The Ketogenic Diet

With Dr. Eric Madrid

Eric Madrid

Family Physician

Dr. Madrid sees patients at our Hemet and Menifee locations. You can learn more about him by clicking the link below.

There are two sources of fuel for the human body.  The first and most common is sugar.  200 years ago, the average American consumed 7 pounds (3.2 kg) or sugar per year. Now in 2020, that number is close to 120 pounds (55 kg) per year.   This fact may likely explain the increase in obesity, high cholesterol, diabetes and possibly even cancer in our society (a cancer cell’s primary source of fuel is sugar).  

Prior to the advent of anti-seizure and diabetic medications, a low carbohydrate diet was the approach doctors used with patients to not only prevent seizures, but also to control diabetes (which was rare 100 years ago). Few people realize that simple carbohydrates such as rice, bread, pasta and tortillas break down into sugar once consumed and digested.  When the intake of simple carbohydrates and /or sugar is reduced to less than 50 grams per day for more than a few days, the body will need to start burning fat for energy.  This is how weight loss occurs and ketosis can begin.  

Traditionally, the keto diet is defined as a diet where 60-70% of the total calories are from fat (such as avocado, fish, nuts, cheese, MCT oil, etc.), 20-25% from protein (meat, fish, chicken, nuts, green leafy vegetables) and 5% from carbohydrates (strawberries, blueberries, etc.). Ketosis occurs when fat tissue is broken down into free fatty acids.  These fatty acids are then transported to the liver where the liver will convert them to ketones, molecules which act as an alternative fuel source. I frequently explain to patients that ketones are like “high octane fuel” for the body.  They are a “cleaner burning fuel” that both the brain and the rest the body can utilize when sugar intake is reduced.  Use of ketones for fuel, as opposed to sugar, also results in less oxidative damage to one’s body.

Problem requirements - Continue the ketogenic diet article from where it stops.

Recorded information -
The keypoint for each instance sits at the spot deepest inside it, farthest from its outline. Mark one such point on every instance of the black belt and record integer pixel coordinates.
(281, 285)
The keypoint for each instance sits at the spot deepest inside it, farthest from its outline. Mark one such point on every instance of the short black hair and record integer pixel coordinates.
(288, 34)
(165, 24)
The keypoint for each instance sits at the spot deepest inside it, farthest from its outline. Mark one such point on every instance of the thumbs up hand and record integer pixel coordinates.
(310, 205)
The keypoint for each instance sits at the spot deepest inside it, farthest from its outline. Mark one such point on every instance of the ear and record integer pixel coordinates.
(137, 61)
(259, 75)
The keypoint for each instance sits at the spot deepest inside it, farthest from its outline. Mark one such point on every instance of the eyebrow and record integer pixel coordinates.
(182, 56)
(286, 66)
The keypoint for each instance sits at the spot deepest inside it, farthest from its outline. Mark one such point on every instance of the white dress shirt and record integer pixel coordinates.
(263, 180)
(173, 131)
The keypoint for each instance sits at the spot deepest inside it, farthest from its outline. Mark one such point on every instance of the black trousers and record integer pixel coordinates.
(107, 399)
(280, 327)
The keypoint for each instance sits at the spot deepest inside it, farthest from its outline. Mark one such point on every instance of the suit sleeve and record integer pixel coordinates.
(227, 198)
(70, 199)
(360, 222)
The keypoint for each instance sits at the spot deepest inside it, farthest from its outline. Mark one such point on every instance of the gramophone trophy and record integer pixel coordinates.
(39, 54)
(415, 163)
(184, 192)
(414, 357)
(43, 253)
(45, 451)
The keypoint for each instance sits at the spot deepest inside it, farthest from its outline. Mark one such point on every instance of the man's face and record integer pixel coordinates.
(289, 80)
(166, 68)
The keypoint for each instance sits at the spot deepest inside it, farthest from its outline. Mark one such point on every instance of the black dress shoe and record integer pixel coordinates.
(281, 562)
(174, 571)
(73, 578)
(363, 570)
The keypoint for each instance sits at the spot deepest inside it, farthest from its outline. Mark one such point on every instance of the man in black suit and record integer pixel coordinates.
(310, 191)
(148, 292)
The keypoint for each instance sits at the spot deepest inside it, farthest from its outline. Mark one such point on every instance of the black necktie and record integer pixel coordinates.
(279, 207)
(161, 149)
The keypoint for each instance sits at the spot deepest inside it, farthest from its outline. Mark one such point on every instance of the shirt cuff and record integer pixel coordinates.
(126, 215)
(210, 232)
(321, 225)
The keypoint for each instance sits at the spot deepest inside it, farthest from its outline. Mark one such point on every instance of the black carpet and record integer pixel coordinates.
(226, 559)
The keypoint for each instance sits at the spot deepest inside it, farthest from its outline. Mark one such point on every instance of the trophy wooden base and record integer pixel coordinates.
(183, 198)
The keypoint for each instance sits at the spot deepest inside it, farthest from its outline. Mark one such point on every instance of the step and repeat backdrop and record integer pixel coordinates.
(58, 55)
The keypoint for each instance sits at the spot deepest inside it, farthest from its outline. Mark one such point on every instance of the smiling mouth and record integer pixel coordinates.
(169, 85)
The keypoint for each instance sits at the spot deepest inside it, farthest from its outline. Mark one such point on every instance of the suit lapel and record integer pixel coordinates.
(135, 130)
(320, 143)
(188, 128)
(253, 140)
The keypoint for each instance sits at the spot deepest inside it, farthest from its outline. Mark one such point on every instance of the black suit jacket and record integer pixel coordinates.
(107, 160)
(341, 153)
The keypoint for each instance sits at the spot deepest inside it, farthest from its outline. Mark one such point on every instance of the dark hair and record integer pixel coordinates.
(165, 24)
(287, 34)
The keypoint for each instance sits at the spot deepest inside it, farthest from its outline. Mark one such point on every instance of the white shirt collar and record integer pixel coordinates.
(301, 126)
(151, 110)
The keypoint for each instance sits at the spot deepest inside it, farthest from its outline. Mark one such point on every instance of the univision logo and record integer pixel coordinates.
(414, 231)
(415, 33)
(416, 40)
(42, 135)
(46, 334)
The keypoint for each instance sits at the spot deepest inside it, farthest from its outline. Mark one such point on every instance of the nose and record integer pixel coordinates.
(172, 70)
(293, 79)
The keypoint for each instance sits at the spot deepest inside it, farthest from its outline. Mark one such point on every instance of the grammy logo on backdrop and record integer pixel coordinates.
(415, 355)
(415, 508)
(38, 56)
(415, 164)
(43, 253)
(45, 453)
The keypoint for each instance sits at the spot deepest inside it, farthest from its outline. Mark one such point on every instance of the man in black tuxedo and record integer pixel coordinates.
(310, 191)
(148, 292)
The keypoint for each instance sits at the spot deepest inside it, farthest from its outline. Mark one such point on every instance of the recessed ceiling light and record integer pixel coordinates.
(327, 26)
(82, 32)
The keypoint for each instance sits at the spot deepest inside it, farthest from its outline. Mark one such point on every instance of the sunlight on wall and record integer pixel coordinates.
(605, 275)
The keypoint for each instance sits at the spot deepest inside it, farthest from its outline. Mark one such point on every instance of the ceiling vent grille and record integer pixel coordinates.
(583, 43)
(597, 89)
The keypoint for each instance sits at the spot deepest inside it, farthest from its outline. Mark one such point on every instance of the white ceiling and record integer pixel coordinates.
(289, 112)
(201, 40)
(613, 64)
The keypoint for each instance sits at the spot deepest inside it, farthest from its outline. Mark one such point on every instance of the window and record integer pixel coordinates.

Answer box -
Ketosis can mean a lot of things to a lot of people.  The ketosis diet which I recommend is rich in servings of green leafy vegetables. It also includes healthy fats, seafood, meat, chicken, eggs, cheese, nuts and seeds. Moderation is key!  What is typically avoided are sweets, sugars, bread, rice, tortillas, potatoes, beans and other processed foods. While I recognize a ketogenic diet may not be for everybody, it can be a great alternative for those who have not succeeded in controlling their weight or diabetes using other low-calorie diets. Many who are carbohydrate sensitive (or insulin resistant) and have trouble controlling their blood sugar levels, have also seen significant benefits when going on a low carbohydrate, high healthy fat diet.

I personally went on the keto diet back in the summer of 2017.  I was inspired by Dr. Jason Fung’s book, The Obesity Code. At that point, I had reached my peak weight of 247 pounds.  Although I am 6 feet 3 inches tall, clothes were not fitting right and sleep was not refreshing. In addition, my knees and back were hurting, despite never having a history of an injury. After 90 days, 100 % committed to a low-carb lifestyle, I found myself down 30 pounds (14 kg).  I was able to accomplish all this without rigorous exercise, but only maintaining my usual 30 minute walk, 3 to 5 days per week. The low-carb approach allowed me to lose the weight that I had been trying to get rid of for more than 10 years. As a result of my success, many patients inquired as to what I was doing, so I shared with them my strategy.

A year and a half later, I’ve had dozens of patients significantly improve their blood pressure, lose weight and sleep better. Several patients have reversed their sleep apnea. I have also had nine patients with type two diabetes—but requiring insulin—get off of their insulin. In addition, I’ve had another dozen or more type 2 diabetic patients who have been able to stop their diabetic medications altogether, or significantly reduce the number of medications they are taking.  (NOTE: It is important never stop a medication without first consulting with your physician).

Lastly, a big part of this food plan includes what is referred to as intermittent fasting. Intermittent fasting (IF) is the concept that one should fast, or not eat, during a fixed time window. Many start with a 12:12 program, which means fasting for 12 hours, then eating a keto diet during the next 12 hour window.  For example, eat between 7 AM and 7 PM, fast from 7 PM to 7 AM. No snacking after 7 PM!  Many also will fast in 16:8 intervals.  This involves fasting for 16 hours, then eating a keto diet during an 8-hour time window.   During the fasting window, water, coffee and unsweetened beverages are allowed.  Overall, fasting helps improve the one’s metabolism, assists with weight loss and gives the gut time to heal.